**** Information shown ****

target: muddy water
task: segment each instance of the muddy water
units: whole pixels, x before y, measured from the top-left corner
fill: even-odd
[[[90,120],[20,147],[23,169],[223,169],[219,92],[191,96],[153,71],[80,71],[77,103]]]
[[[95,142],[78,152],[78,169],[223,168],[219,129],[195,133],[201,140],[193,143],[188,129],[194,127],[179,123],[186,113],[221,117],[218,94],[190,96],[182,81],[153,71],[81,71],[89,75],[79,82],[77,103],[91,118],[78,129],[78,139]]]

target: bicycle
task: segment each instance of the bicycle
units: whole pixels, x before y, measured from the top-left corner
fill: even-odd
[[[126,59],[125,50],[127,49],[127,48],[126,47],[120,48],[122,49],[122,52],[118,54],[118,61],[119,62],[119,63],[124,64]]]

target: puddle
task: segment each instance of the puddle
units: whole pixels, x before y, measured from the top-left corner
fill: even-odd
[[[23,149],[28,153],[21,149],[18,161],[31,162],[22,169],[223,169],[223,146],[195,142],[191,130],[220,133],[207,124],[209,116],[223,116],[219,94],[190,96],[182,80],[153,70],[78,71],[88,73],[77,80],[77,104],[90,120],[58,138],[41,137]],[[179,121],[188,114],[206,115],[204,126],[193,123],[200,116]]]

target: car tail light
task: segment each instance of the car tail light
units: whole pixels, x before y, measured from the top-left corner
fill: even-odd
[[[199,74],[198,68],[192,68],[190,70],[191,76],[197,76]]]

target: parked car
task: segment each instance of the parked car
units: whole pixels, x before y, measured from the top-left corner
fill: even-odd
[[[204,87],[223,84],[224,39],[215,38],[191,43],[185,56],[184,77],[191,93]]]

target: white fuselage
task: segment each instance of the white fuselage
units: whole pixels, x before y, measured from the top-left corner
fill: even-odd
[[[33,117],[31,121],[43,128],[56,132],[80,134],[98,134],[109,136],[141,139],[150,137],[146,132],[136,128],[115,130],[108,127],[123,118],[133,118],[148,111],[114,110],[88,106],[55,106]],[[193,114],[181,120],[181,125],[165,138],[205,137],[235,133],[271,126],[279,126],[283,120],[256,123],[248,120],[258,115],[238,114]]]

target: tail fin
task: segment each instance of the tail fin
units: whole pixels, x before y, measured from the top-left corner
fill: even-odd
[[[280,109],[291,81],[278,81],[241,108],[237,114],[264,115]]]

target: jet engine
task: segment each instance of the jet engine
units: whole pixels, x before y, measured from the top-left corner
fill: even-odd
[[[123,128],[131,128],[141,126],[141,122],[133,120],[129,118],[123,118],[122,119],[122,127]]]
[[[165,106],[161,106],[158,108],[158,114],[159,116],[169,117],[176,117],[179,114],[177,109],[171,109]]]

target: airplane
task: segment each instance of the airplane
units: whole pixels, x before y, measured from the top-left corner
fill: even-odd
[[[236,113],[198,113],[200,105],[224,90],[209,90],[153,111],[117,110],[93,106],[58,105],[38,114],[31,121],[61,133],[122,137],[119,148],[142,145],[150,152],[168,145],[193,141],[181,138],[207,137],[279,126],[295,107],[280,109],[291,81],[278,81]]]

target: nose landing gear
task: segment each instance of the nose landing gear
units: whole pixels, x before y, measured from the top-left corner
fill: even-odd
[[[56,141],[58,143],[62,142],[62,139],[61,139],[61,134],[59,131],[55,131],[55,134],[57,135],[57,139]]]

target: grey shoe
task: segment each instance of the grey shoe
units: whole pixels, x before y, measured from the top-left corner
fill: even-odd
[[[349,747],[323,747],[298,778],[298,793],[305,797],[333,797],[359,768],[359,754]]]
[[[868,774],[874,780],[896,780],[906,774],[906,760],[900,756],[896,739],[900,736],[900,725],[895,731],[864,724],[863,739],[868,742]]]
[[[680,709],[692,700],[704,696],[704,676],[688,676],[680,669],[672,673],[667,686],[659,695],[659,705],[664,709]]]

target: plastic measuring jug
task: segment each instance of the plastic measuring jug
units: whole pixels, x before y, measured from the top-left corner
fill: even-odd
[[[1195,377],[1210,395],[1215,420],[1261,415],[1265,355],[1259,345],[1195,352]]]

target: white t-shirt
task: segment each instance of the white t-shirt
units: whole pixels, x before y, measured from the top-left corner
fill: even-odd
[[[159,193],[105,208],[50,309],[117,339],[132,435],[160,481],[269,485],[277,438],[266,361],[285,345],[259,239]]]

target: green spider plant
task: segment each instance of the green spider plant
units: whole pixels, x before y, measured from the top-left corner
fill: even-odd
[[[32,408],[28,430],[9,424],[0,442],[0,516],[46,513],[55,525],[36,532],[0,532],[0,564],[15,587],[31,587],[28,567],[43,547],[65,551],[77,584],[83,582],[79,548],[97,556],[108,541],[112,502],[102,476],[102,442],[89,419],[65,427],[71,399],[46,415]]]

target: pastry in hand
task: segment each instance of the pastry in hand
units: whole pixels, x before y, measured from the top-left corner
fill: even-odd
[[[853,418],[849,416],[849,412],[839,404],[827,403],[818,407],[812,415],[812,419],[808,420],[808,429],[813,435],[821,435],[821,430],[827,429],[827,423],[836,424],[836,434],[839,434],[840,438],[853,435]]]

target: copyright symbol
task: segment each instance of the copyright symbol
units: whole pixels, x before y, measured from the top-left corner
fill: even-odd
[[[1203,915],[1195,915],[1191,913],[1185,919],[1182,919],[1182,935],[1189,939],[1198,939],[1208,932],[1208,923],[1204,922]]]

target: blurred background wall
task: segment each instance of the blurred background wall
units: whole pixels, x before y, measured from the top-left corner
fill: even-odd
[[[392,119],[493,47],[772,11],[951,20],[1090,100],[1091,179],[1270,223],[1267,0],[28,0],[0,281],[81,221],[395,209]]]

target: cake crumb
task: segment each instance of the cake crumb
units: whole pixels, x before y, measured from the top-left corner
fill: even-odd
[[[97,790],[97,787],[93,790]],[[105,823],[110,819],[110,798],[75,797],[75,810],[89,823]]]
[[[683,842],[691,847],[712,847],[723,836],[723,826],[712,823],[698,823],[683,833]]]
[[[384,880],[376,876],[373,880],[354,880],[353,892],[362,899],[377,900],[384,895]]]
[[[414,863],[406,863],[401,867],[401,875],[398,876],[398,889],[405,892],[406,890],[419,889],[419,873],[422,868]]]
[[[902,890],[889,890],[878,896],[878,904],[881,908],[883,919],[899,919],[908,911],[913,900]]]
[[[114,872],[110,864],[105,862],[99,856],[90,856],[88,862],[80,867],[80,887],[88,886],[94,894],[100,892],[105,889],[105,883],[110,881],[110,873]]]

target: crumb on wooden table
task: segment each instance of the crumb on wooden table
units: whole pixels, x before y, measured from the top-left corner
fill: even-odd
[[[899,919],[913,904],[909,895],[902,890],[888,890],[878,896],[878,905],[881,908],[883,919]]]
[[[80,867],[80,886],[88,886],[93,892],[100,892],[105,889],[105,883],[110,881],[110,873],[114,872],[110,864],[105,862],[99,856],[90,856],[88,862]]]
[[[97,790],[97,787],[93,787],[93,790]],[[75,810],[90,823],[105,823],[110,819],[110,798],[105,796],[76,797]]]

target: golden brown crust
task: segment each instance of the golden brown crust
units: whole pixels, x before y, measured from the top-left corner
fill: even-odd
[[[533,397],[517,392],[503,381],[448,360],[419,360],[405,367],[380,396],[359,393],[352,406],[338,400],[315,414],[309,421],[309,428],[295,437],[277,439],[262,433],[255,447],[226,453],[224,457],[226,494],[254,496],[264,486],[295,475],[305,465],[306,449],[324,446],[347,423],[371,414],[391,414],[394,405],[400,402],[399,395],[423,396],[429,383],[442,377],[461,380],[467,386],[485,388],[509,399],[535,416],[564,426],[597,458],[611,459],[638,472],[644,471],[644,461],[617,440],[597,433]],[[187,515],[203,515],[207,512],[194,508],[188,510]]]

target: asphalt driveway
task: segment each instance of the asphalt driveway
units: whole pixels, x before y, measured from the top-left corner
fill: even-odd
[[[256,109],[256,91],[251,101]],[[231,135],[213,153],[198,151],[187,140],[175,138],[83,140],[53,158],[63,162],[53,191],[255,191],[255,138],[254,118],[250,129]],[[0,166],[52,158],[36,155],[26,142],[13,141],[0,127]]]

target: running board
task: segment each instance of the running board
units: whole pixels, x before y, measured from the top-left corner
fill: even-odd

****

== What needs to be done ==
Write out exactly the lines starting with the one that holds "target: golden brown crust" and running through the last line above.

== Response to the task ==
target: golden brown crust
task: segment each instance of the golden brown crust
units: whole pixels, x before y, measured from the top-left corner
fill: even-odd
[[[533,397],[517,392],[503,381],[448,360],[419,360],[405,367],[380,396],[359,393],[352,406],[338,400],[315,414],[309,421],[309,428],[295,437],[277,439],[262,433],[255,447],[226,453],[224,457],[226,494],[254,496],[264,486],[295,475],[305,465],[306,449],[324,446],[347,423],[371,414],[391,414],[394,405],[400,402],[399,395],[423,396],[429,383],[442,377],[461,380],[467,386],[485,388],[509,399],[535,416],[564,426],[597,458],[611,459],[638,472],[644,471],[644,461],[617,440],[597,433]],[[187,515],[203,515],[207,512],[194,508],[188,510]]]

target: asphalt driveway
task: segment each instance of the asphalt driveway
units: whole pixels, x before y, measured from the top-left corner
fill: even-odd
[[[256,109],[256,91],[251,101]],[[231,135],[213,153],[198,151],[187,140],[175,138],[83,140],[53,158],[63,162],[53,191],[255,191],[255,138],[254,118],[250,129]],[[0,166],[52,158],[36,155],[26,142],[13,141],[0,127]]]

target: running board
task: segment each instance of the running board
units: whole pixels, x before y, measured from the top-left corner
fill: even-odd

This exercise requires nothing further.